_Activity_.
Beneath this sentence is a set of records; write each of them out exactly.

[Point-per-instance localization data]
= = =
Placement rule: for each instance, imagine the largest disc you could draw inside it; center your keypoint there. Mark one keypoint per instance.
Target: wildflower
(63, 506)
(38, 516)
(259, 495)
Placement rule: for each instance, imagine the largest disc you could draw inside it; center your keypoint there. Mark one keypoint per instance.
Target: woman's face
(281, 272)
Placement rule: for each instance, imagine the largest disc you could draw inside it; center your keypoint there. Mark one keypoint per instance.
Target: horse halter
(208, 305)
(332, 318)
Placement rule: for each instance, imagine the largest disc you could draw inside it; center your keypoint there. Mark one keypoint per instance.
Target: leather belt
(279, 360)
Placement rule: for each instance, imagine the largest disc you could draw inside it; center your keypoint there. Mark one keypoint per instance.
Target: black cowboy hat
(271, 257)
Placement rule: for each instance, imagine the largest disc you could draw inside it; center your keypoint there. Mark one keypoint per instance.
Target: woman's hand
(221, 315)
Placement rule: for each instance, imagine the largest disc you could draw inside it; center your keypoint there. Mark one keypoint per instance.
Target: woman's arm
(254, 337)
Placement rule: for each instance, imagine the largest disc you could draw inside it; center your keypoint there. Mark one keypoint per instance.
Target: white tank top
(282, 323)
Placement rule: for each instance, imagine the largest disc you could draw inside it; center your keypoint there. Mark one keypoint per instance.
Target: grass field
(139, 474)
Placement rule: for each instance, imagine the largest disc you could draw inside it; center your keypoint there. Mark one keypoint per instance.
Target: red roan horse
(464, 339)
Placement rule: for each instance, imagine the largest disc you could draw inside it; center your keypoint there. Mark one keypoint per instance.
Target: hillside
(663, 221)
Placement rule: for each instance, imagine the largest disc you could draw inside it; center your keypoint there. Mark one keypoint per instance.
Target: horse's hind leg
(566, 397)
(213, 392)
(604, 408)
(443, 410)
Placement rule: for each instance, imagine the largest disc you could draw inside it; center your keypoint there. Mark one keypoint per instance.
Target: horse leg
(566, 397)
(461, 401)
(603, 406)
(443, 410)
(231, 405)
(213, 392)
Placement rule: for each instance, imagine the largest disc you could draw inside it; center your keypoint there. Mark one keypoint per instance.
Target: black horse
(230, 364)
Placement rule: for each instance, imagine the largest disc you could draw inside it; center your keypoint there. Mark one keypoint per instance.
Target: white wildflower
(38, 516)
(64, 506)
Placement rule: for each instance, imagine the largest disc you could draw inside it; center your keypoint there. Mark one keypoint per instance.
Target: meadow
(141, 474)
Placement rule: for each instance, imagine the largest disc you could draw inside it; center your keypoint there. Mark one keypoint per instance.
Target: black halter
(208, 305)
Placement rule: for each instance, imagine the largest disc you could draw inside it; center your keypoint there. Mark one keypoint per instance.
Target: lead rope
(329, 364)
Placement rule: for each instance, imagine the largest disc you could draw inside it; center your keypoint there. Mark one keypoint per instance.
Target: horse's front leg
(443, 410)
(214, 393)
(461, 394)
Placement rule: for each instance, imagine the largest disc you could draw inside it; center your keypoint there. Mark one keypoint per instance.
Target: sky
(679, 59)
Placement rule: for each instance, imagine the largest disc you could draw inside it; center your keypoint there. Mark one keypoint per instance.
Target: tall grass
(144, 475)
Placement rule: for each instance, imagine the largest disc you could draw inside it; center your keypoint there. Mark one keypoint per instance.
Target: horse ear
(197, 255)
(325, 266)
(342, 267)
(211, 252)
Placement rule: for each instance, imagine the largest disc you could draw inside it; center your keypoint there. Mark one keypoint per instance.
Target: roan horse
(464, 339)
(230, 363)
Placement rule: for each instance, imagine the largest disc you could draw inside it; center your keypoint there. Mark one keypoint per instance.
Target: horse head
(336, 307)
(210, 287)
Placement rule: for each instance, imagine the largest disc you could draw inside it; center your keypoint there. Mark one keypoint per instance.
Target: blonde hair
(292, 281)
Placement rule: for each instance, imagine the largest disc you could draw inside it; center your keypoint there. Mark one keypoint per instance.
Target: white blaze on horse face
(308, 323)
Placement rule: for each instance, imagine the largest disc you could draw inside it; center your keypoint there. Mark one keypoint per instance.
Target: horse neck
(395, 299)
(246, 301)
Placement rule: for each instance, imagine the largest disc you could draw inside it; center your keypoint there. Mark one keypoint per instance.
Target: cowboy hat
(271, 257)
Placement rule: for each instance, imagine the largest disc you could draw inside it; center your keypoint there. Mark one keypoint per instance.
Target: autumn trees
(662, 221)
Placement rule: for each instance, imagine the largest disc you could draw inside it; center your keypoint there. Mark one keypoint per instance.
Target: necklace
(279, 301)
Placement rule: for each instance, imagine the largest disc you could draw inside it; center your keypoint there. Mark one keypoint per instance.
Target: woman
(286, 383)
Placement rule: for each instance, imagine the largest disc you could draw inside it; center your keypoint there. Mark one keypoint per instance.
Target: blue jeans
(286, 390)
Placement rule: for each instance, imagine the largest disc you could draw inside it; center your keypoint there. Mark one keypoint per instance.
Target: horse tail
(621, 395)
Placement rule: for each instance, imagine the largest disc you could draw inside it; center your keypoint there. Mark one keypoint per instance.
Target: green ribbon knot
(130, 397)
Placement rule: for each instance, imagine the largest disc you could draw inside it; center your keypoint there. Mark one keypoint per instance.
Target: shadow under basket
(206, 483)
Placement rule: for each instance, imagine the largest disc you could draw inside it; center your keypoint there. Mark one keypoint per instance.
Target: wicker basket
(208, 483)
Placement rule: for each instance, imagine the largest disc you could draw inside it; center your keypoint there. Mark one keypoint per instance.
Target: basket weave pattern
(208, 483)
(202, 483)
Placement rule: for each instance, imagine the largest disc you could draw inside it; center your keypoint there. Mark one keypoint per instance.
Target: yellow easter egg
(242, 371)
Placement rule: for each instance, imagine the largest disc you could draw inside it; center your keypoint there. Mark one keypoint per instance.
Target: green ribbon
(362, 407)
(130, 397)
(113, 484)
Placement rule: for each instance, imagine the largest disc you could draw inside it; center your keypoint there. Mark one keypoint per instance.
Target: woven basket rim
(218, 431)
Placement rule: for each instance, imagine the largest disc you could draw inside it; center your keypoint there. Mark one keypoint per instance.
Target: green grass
= = =
_Task output_.
Placement rule: for each instance, imagine the largest disc you could draw inside it; center your keypoint there. Mark one keypoint per instance.
Target: wildflower
(63, 506)
(38, 516)
(259, 495)
Placement rule: for each instance, imagine the largest disc you could draw inside it; center your keypoint there. Mark one keypoint per instance.
Target: woman's face
(281, 272)
Placement rule: for each instance, imagine the largest disc you could draw inside it; center your keypoint there. Mark one keypoint per instance.
Target: horse halter
(208, 305)
(332, 318)
Placement rule: for each instance, imagine the largest disc you could draw inside it; center your keypoint there. Mark one keypoint per instance.
Target: leather belt
(279, 360)
Placement rule: for each instance, imagine the largest disc you could draw inside it; center your keypoint there. Mark one keypoint per instance.
Target: black cowboy hat
(271, 257)
Placement rule: for each instance, imagine the largest disc you could draw inside it; center your keypoint there. Mark one keypoint per instance.
Target: woman's hand
(221, 315)
Placement rule: for each instance, imagine the largest disc you could draw inside it; center your keypoint there. Mark one keypoint per instance.
Target: woman's arm
(254, 337)
Placement rule: for each instance, imagine the largest disc you could draw inside it; center your keypoint there. Mark one keypoint per instance.
Target: white tank top
(282, 323)
Placement rule: for each instance, imagine the largest disc you could draw inside it; center your keypoint there. Mark one keypoint per instance.
Target: grass field
(139, 474)
Placement rule: for each instance, imagine the largest disc you could draw inside it; center your keypoint there. Mark one keypoint per instance.
Target: red roan horse
(464, 339)
Placement rule: for each instance, imagine the largest disc you could draw inside it; center your keypoint there. Mark one keypoint per instance.
Target: hillside
(663, 221)
Placement rule: for each instance, imagine the largest disc you could draw inside it; center your keypoint there. Mark one keypoint per instance.
Target: horse's hind leg
(566, 397)
(213, 392)
(604, 408)
(443, 410)
Placement rule: for each instance, imagine the largest disc you could draw inside it; center your keypoint there. Mark one keypoint per instance.
Target: horse leg
(566, 397)
(461, 401)
(603, 406)
(443, 410)
(231, 405)
(213, 392)
Placement rule: for each instance, imagine the largest disc you could draw inside it; center your keypoint there. Mark one keypoint per instance.
Target: black horse
(230, 364)
Placement rule: for each instance, imagine the largest disc you could draw inside it; center your keypoint there. Mark one keypoint per instance.
Target: white wildflower
(38, 516)
(64, 506)
Placement rule: for each instance, imagine the largest disc you could draw inside it; center your keypoint there. Mark one keypoint per instance.
Target: meadow
(141, 474)
Placement rule: for each instance, imagine the largest disc you could draw inside it; center your keypoint there. Mark one keypoint per instance.
Target: black halter
(208, 305)
Placement rule: for each instance, imagine the largest disc you could draw inside it; center your keypoint there. Mark one keypoint per instance.
Target: lead rope
(329, 364)
Placement rule: for each instance, imagine the largest disc you could draw inside it; center your keypoint there. Mark one keypoint per instance.
Target: horse's front leg
(443, 410)
(214, 393)
(461, 394)
Placement rule: for each instance, imagine the largest disc you could draw inside it; center your keypoint there. Mark one keypoint per instance.
Target: sky
(679, 59)
Placement rule: for each instance, imagine the largest disc you could draw inside it; center your keypoint there. Mark one keypoint per instance.
Target: tall grass
(144, 475)
Placement rule: for each instance, imagine the largest disc you could draw inside it; center your keypoint there. Mark one keypoint per instance.
Target: horse ear
(197, 255)
(325, 266)
(342, 267)
(211, 252)
Placement rule: for each instance, imagine the largest disc you could draw inside it; center your keypoint there. Mark one keypoint per instance.
Target: roan horse
(464, 339)
(230, 363)
Placement rule: for each instance, imagine the largest disc you could draw inside it; center your keypoint there. Mark one keypoint per instance.
Target: horse head
(336, 307)
(210, 287)
Placement rule: for each instance, imagine the largest disc you could draw inside it; center your keypoint there. Mark one keypoint per instance.
Target: blonde hair
(292, 281)
Placement rule: for each instance, imagine the largest disc you could draw inside it; center your keypoint there. Mark one keypoint per instance.
Target: white blaze on horse face
(308, 323)
Placement rule: for each instance, imagine the largest disc you could draw inside it; center your keypoint there. Mark one keypoint per instance.
Target: horse neck
(395, 299)
(246, 301)
Placement rule: for each instance, imagine the largest disc you could draw inside it; center your keypoint there. Mark one keypoint per instance.
Target: cowboy hat
(271, 257)
Placement rule: for each instance, imagine the largest disc you could draw inside it; center your keypoint there. Mark one keypoint per instance.
Target: autumn trees
(662, 221)
Placement rule: for each instance, imagine the largest disc you could draw inside it; center your keypoint there. Mark one keypoint per instance.
Target: necklace
(279, 301)
Placement rule: for each instance, imagine the largest disc you could draw inside it; center your keypoint there. Mark one keypoint per instance.
Target: woman
(286, 383)
Placement rule: for each instance, imagine the largest disc you could draw inside it; center your keypoint there. Mark one keypoint per instance.
Target: blue jeans
(286, 390)
Placement rule: for each instance, imagine the largest disc you could draw inside it; center your keypoint there. Mark one keypoint per instance.
Target: horse tail
(621, 395)
Placement rule: for each instance, imagine the largest disc you could draw inside it; center your keypoint there. Mark one keypoint per instance.
Target: green ribbon knot
(130, 397)
Placement rule: for each instance, imagine the largest disc you could draw inside it; center your keypoint there. Mark one keypoint per instance.
Target: shadow under basket
(206, 483)
Placement rule: for each instance, imagine the largest disc you could draw inside it; center your keypoint there. Mark one keypoint per instance.
Target: wicker basket
(208, 483)
Placement rule: for each instance, imagine the largest disc you could draw inside it; center your keypoint there. Mark one keypoint per instance.
Target: basket weave pattern
(208, 483)
(202, 483)
Placement rule: for each instance, imagine the largest disc you could draw inside it; center your keypoint there. Mark one keypoint per instance.
Target: yellow easter egg
(242, 371)
Placement rule: for each instance, imagine the largest disc you could draw inside it; center your keypoint there. Mark one keypoint per instance.
Target: green ribbon
(362, 407)
(130, 397)
(113, 484)
Placement rule: for each instance, imagine the largest disc you could draw inside it; center your keypoint there. Mark one keypoint per instance.
Target: woven basket rim
(218, 431)
Placement rule: for each instance, imagine the largest disc you could draw inside it; center your keypoint there. Mark one keypoint per instance.
Target: green grass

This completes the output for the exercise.